Records from a collection |
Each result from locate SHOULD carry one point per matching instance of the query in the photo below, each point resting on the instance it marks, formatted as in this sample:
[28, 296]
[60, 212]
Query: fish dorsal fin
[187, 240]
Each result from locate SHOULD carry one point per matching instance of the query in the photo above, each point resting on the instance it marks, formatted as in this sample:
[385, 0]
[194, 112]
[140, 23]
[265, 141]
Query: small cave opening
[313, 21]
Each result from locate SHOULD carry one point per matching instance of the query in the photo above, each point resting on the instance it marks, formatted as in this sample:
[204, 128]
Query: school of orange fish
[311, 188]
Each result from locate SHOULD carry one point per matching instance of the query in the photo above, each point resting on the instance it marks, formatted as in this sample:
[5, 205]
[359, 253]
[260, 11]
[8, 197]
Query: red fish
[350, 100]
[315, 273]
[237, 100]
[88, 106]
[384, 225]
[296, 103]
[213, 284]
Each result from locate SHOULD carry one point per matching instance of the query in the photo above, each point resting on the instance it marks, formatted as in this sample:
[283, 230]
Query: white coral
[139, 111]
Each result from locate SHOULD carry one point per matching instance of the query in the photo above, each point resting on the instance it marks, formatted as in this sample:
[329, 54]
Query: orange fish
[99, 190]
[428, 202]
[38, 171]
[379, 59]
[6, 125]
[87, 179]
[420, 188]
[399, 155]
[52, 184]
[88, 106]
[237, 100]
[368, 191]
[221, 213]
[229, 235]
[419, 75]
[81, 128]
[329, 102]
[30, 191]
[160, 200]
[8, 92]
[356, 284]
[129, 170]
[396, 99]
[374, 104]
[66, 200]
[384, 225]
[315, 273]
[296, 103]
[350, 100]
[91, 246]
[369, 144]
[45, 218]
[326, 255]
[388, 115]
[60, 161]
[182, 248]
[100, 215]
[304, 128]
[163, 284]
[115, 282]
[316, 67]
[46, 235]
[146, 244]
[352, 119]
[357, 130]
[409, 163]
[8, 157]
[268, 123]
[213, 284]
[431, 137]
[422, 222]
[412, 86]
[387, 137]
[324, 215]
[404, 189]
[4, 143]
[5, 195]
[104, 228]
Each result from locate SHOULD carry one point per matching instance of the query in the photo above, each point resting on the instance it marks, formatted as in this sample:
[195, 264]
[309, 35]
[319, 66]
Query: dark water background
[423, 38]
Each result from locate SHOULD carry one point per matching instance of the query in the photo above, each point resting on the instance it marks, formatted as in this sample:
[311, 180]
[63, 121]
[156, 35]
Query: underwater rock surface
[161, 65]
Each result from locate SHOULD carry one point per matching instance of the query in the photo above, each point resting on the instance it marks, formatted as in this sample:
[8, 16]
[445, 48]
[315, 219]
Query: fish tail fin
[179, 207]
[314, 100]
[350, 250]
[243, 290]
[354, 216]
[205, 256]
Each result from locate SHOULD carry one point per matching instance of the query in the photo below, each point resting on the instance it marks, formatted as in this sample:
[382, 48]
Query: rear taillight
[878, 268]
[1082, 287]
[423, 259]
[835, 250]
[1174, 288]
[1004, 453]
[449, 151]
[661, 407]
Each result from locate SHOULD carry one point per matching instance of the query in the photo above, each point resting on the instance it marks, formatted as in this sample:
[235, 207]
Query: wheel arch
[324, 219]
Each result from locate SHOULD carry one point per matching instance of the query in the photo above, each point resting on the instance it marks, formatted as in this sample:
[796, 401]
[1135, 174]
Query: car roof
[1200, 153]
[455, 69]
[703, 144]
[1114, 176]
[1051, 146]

Exercise objective | Reproduce all the entries above. Match them exactly.

Output of the exercise |
Each result from locate SHOULD carry one point per matching instance of the query in the photo below, each point resting on the instance it marks, formatted as in this sample:
[28, 296]
[60, 212]
Query: fish dorsal fin
[187, 240]
Each result from locate SHOULD carry one point per matching instance of the query in the photo above, each point resting on the instance it marks, formatted as in this sample:
[385, 0]
[194, 112]
[140, 23]
[265, 141]
Query: small cave opening
[313, 21]
Each result from locate SHOULD carry one point per matching instance of the query in the photo above, each point resting on the instance it marks, formatted as in this sample:
[204, 128]
Query: school of orange fish
[311, 188]
Each result from locate SHOULD carry one point per matching instance of the query in the photo above, each point resting on the instance it marks, formatted as in this sample:
[5, 205]
[359, 253]
[260, 11]
[8, 197]
Query: red fish
[350, 100]
[315, 273]
[237, 100]
[88, 106]
[384, 225]
[296, 103]
[213, 284]
Each result from locate SHOULD carry one point per matching instance of the query in the photo above, each point resting on the instance it marks, formatted as in this sample:
[283, 230]
Query: white coral
[139, 111]
Each result from locate SHOULD carry one point per matching instance of the query in the photo above, each point resting on the instance it marks, formatted as in this sample:
[329, 54]
Query: orange fish
[99, 190]
[428, 202]
[38, 171]
[379, 59]
[6, 125]
[87, 179]
[420, 188]
[399, 155]
[52, 184]
[88, 106]
[237, 100]
[368, 191]
[221, 213]
[229, 235]
[419, 75]
[81, 128]
[329, 102]
[30, 191]
[160, 200]
[8, 92]
[356, 284]
[129, 170]
[396, 99]
[374, 104]
[66, 200]
[384, 225]
[315, 273]
[296, 103]
[350, 100]
[91, 246]
[369, 144]
[45, 218]
[326, 255]
[388, 115]
[60, 161]
[182, 248]
[100, 215]
[304, 128]
[163, 284]
[115, 282]
[316, 67]
[46, 235]
[146, 244]
[352, 119]
[357, 130]
[409, 163]
[8, 157]
[268, 123]
[213, 284]
[431, 137]
[422, 222]
[412, 86]
[387, 137]
[324, 215]
[404, 189]
[4, 143]
[5, 195]
[104, 228]
Each result from locate SHOULD carry one point per matching instance of the query in the photo above, each point resting on the instance it marks, formatted as in this sample:
[195, 264]
[309, 35]
[319, 66]
Query: dark water background
[423, 38]
Each result from locate SHOULD carry one point per matching instance of the query in the photo above, each point resting on the instance it marks, formatted as in this sample:
[311, 180]
[63, 121]
[156, 35]
Query: underwater rock surface
[161, 65]
Each result from locate SHOULD carry one point per matching instance of the query in the photo above, each point resting on the instance it marks, formatted as in this sample:
[8, 16]
[445, 48]
[315, 219]
Query: fish tail fin
[179, 207]
[314, 100]
[350, 250]
[243, 290]
[354, 216]
[205, 256]
Each result from locate SHOULD carry one point per matching instance of the query in the photo below, each point resting on the instance it marks, formatted as in this sample:
[382, 48]
Query: rear taillight
[878, 268]
[1082, 287]
[423, 259]
[835, 250]
[1174, 288]
[1004, 453]
[449, 151]
[661, 407]
Each result from locate SHOULD carry one point per matching instance of the query in the photo above, each point resting on the instance it marks, formatted as in this sample:
[235, 207]
Query: wheel arch
[324, 219]
Each result from locate SHOULD carry one point per matching instance of the query in the photo above, each point resting on the instance it marks, formatted as in this sample:
[796, 401]
[1135, 174]
Query: car roof
[1200, 153]
[455, 69]
[703, 144]
[1114, 176]
[1051, 146]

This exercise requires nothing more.